[START OF The data]

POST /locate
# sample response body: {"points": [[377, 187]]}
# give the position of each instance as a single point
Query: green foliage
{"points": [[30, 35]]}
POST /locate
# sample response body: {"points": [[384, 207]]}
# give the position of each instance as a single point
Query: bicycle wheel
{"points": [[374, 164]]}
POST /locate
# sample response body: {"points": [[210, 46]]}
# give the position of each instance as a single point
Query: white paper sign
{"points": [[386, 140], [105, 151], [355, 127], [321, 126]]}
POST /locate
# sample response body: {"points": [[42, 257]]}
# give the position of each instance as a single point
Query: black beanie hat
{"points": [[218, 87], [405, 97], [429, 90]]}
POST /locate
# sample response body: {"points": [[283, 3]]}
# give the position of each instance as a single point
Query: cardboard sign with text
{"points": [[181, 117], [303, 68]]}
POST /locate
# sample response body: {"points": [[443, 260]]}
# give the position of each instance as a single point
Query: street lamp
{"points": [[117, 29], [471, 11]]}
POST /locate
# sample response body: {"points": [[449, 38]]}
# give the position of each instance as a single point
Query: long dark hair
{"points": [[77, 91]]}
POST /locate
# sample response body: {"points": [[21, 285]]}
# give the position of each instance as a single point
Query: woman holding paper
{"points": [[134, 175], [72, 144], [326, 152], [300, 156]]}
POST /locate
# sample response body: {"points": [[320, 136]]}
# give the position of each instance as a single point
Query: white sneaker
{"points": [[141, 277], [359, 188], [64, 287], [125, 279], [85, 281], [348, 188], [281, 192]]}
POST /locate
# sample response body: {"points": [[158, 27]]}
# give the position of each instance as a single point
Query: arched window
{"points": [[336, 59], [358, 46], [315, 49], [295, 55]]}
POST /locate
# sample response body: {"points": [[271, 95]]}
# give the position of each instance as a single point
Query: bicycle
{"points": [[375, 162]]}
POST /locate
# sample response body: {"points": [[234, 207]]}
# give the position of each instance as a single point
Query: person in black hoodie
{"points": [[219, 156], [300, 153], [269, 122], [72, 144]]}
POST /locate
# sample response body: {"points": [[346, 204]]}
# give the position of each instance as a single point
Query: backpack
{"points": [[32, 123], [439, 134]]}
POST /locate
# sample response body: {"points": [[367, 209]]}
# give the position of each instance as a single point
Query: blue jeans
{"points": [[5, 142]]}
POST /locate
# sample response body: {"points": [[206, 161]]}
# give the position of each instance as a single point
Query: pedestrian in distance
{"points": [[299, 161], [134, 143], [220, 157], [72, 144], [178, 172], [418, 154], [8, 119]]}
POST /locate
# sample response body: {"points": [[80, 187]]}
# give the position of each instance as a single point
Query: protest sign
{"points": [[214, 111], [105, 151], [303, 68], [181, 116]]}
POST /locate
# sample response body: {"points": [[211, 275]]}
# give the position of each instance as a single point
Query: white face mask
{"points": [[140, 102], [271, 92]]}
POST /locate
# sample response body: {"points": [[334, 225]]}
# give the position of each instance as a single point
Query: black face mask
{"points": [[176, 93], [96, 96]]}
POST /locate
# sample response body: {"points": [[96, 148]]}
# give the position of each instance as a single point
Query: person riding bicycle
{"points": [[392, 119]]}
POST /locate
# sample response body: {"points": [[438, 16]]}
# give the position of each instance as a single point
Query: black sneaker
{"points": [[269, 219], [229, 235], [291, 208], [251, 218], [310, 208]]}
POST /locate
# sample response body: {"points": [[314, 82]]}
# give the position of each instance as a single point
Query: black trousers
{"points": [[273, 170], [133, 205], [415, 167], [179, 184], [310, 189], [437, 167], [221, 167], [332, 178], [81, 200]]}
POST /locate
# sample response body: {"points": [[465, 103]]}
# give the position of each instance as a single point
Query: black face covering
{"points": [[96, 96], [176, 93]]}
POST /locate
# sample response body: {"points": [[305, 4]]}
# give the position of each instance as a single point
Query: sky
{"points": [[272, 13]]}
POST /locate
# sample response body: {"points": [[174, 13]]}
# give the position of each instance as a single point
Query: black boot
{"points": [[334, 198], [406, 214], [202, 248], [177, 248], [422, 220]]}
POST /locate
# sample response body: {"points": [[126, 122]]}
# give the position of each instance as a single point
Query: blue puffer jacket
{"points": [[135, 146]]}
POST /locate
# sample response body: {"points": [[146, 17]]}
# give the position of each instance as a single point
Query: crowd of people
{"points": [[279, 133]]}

[END OF The data]

What you are asked to do –
Set down each entry again, unchanged.

Full output –
POST /locate
# sample response body: {"points": [[377, 187]]}
# give the position of each instance as a single point
Query: green foliage
{"points": [[30, 35]]}
POST /locate
# sample response body: {"points": [[384, 207]]}
# give the position of each instance as a single point
Query: bicycle wheel
{"points": [[374, 164]]}
POST /locate
# sample response body: {"points": [[210, 46]]}
# give the position of each instance as a single point
Query: white paper sign
{"points": [[386, 140], [105, 151], [355, 127], [321, 126]]}
POST /locate
# sample response body: {"points": [[42, 257]]}
# give the position of each instance as a single point
Query: black beanie hat
{"points": [[218, 87], [405, 97], [429, 90]]}
POST /locate
# sample response body: {"points": [[283, 3]]}
# give the position of each instance as a single point
Query: cardboard sign with text
{"points": [[181, 117], [303, 68]]}
POST /locate
# sample response body: {"points": [[443, 260]]}
# give the position of each instance as a single point
Query: street lamp
{"points": [[117, 29], [471, 11]]}
POST /locate
# sample response body: {"points": [[449, 38]]}
# give the position of each instance as a single point
Query: long dark hair
{"points": [[77, 91]]}
POST /locate
# sample response body: {"points": [[21, 285]]}
# give the position of each instance as a single point
Query: woman holding paper
{"points": [[134, 175], [72, 144], [326, 152], [300, 156]]}
POST /locate
# sample response body: {"points": [[320, 136]]}
# give the position of each instance as a single point
Query: white sneaker
{"points": [[141, 277], [359, 188], [64, 287], [125, 279], [85, 281], [348, 188], [281, 192]]}
POST /locate
# sample response body: {"points": [[158, 27]]}
# give the position of each instance as a single point
Query: arched window
{"points": [[336, 59], [358, 46], [315, 49], [295, 55]]}
POST /locate
# sample response body: {"points": [[271, 95]]}
# give the position of each instance as a single point
Query: bicycle
{"points": [[375, 162]]}
POST /locate
# sample response body: {"points": [[234, 207]]}
# give the position of each instance as a single point
Query: person in black hoodie
{"points": [[219, 156], [300, 153], [269, 122], [72, 144]]}
POST /locate
# sample response body: {"points": [[346, 204]]}
# give the position of each instance as a single point
Query: backpack
{"points": [[32, 123], [439, 134]]}
POST /locate
# sample response body: {"points": [[367, 209]]}
# give the position of each instance as a single point
Query: blue jeans
{"points": [[5, 142]]}
POST /locate
# sample response body: {"points": [[206, 161]]}
# give the position of each instance as a single point
Query: pedestrian in distance
{"points": [[299, 161], [134, 143], [220, 157], [72, 144], [178, 172], [418, 154], [8, 119]]}
POST /locate
# sample response body: {"points": [[80, 187]]}
# give the position of each instance as a single point
Query: protest sign
{"points": [[214, 111], [105, 151], [303, 68], [181, 116]]}
POST /locate
# sample response body: {"points": [[211, 275]]}
# give the position of each instance as a single point
Query: white face mask
{"points": [[140, 102], [271, 92]]}
POST /locate
# sample response body: {"points": [[334, 225]]}
# give the position of each instance as a single point
Query: black face mask
{"points": [[176, 93], [96, 96]]}
POST /locate
# sample response body: {"points": [[96, 148]]}
# give the position of each instance as a single point
Query: person riding bicycle
{"points": [[392, 119]]}
POST /locate
# sample response body: {"points": [[438, 16]]}
# give the position of each instance as a single point
Query: black sneaker
{"points": [[269, 219], [229, 235], [291, 208], [251, 218], [310, 208]]}
POST /locate
# sample response body: {"points": [[314, 82]]}
# give the position of each instance as a single point
Query: black trousers
{"points": [[273, 170], [133, 205], [415, 167], [179, 184], [310, 189], [437, 167], [221, 167], [332, 178], [81, 200]]}
POST /locate
# sample response body: {"points": [[465, 103]]}
# give the position of each instance as a single point
Query: black face covering
{"points": [[96, 96], [176, 93]]}
POST /locate
# sample response body: {"points": [[305, 4]]}
# give the position of each instance as a single point
Query: sky
{"points": [[272, 13]]}
POST /locate
# sample response body: {"points": [[174, 13]]}
# give the position of each instance as a single point
Query: black boot
{"points": [[334, 198], [406, 214], [202, 248], [177, 248], [422, 220]]}
POST /locate
# sample response body: {"points": [[126, 122]]}
# give the position of each instance as a single point
Query: blue puffer jacket
{"points": [[135, 146]]}
POST /locate
# sample response body: {"points": [[146, 17]]}
# give the position of each instance as a single point
Query: crowd of people
{"points": [[279, 133]]}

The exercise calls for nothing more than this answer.